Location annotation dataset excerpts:

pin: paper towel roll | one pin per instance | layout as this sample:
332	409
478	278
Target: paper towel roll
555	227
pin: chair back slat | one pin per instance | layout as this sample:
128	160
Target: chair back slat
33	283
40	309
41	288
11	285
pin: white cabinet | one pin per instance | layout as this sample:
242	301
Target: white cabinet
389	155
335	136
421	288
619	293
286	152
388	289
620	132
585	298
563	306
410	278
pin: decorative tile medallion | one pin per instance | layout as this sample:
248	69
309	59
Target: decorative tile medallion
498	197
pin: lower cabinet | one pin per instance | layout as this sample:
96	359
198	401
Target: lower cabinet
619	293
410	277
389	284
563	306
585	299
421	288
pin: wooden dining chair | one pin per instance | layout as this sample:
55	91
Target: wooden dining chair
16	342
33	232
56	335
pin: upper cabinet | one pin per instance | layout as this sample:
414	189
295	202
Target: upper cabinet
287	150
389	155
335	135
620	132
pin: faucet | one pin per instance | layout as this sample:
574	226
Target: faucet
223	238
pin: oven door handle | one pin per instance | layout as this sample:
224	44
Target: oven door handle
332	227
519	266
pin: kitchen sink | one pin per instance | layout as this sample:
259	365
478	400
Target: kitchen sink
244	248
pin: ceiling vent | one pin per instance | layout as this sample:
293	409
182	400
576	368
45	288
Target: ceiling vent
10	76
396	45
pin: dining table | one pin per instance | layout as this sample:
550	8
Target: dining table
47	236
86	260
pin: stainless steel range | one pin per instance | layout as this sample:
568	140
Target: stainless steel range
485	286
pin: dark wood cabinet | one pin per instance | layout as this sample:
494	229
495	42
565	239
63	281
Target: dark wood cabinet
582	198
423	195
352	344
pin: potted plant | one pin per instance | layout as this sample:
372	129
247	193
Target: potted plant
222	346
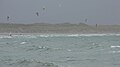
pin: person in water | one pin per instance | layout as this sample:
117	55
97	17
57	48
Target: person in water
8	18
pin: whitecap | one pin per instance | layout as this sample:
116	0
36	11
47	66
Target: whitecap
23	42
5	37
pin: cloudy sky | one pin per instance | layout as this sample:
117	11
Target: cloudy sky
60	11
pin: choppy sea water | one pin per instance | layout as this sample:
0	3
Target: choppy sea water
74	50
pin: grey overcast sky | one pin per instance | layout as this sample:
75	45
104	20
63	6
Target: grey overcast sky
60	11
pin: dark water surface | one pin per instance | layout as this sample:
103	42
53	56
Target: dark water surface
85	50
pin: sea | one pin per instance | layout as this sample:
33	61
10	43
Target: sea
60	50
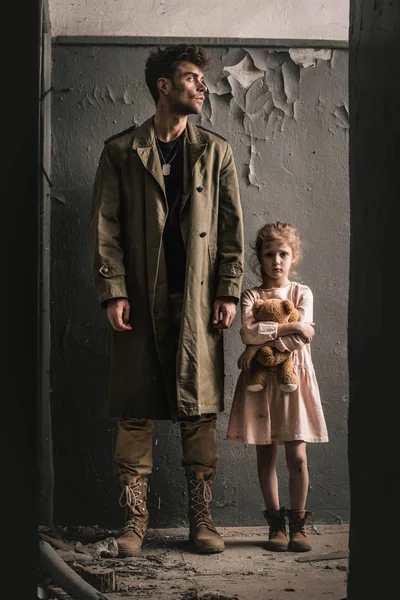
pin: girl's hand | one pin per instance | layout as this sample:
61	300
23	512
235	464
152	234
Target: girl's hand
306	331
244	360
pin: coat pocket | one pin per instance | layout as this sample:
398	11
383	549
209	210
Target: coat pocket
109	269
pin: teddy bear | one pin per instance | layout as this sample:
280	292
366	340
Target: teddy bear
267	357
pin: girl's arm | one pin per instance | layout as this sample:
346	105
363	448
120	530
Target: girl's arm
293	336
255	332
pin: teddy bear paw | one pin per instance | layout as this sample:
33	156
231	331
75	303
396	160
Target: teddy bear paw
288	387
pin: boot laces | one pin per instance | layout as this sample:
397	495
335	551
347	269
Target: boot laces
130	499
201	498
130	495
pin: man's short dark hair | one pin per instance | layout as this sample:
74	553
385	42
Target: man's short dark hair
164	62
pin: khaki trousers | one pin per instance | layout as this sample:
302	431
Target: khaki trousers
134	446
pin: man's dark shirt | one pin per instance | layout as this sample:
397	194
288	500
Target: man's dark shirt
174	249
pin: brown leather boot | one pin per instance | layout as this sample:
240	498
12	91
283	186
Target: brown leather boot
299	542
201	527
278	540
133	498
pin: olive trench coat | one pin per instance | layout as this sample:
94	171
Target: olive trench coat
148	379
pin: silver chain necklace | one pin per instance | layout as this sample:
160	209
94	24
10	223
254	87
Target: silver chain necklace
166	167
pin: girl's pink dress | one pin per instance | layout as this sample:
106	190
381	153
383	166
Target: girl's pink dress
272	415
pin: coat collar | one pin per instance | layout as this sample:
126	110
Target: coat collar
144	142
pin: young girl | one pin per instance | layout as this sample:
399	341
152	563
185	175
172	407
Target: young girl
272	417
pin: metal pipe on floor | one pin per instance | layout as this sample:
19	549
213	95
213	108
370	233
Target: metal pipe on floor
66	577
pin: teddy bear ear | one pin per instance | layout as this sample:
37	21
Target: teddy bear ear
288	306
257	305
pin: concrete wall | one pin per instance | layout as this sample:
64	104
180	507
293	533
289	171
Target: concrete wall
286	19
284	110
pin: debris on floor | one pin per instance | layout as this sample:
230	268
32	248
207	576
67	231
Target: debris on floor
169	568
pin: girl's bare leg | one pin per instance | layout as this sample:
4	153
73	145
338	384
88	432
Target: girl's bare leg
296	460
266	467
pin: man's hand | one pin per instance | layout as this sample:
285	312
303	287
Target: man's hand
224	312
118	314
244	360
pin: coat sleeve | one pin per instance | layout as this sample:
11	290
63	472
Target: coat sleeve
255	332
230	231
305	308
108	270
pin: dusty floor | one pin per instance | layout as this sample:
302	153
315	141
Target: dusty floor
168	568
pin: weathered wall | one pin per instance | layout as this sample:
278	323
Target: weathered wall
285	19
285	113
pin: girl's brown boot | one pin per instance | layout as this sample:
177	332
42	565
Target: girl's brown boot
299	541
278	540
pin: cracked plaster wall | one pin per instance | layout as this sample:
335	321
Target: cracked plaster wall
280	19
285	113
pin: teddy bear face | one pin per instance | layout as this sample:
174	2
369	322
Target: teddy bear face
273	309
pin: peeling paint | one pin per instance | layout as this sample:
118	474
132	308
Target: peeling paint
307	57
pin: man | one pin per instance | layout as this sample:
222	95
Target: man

* * *

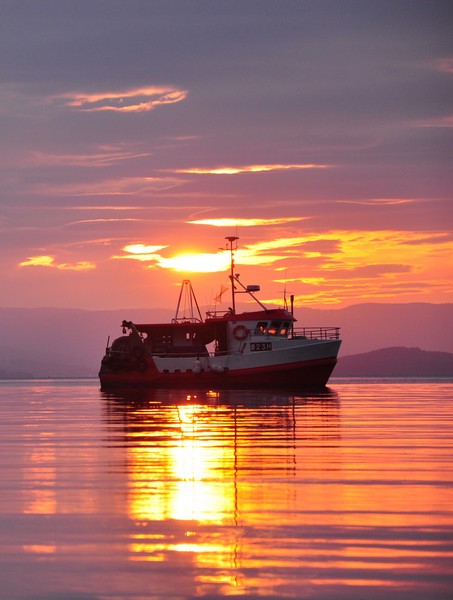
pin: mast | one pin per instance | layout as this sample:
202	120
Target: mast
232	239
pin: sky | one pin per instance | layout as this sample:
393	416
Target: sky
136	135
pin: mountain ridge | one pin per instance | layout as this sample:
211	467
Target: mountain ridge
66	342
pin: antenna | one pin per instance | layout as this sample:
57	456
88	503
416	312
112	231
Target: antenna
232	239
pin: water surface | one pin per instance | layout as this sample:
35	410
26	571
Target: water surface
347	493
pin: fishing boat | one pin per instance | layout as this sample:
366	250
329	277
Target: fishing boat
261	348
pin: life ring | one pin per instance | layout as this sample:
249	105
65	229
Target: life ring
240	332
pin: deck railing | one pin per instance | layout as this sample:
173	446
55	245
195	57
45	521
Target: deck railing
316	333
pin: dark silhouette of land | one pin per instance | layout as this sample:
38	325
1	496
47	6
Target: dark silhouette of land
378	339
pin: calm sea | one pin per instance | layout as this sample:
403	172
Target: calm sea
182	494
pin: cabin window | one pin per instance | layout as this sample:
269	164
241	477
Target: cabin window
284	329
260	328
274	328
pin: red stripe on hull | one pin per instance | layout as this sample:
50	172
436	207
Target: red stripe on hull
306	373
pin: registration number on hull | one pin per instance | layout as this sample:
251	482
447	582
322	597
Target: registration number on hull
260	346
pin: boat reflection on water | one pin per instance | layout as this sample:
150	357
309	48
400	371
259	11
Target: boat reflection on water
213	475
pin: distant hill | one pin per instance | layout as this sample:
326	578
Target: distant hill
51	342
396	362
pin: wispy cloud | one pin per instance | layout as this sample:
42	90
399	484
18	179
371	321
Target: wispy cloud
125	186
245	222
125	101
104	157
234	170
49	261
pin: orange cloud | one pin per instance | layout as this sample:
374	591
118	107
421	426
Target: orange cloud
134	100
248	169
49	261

▸ **Written request**:
Which lines of the items above contain the string "orange", with case counting? Return each of those lines in full.

▸ **Output of the task**:
pin: orange cloud | one pin per instance | layout as this sample:
Target: orange cloud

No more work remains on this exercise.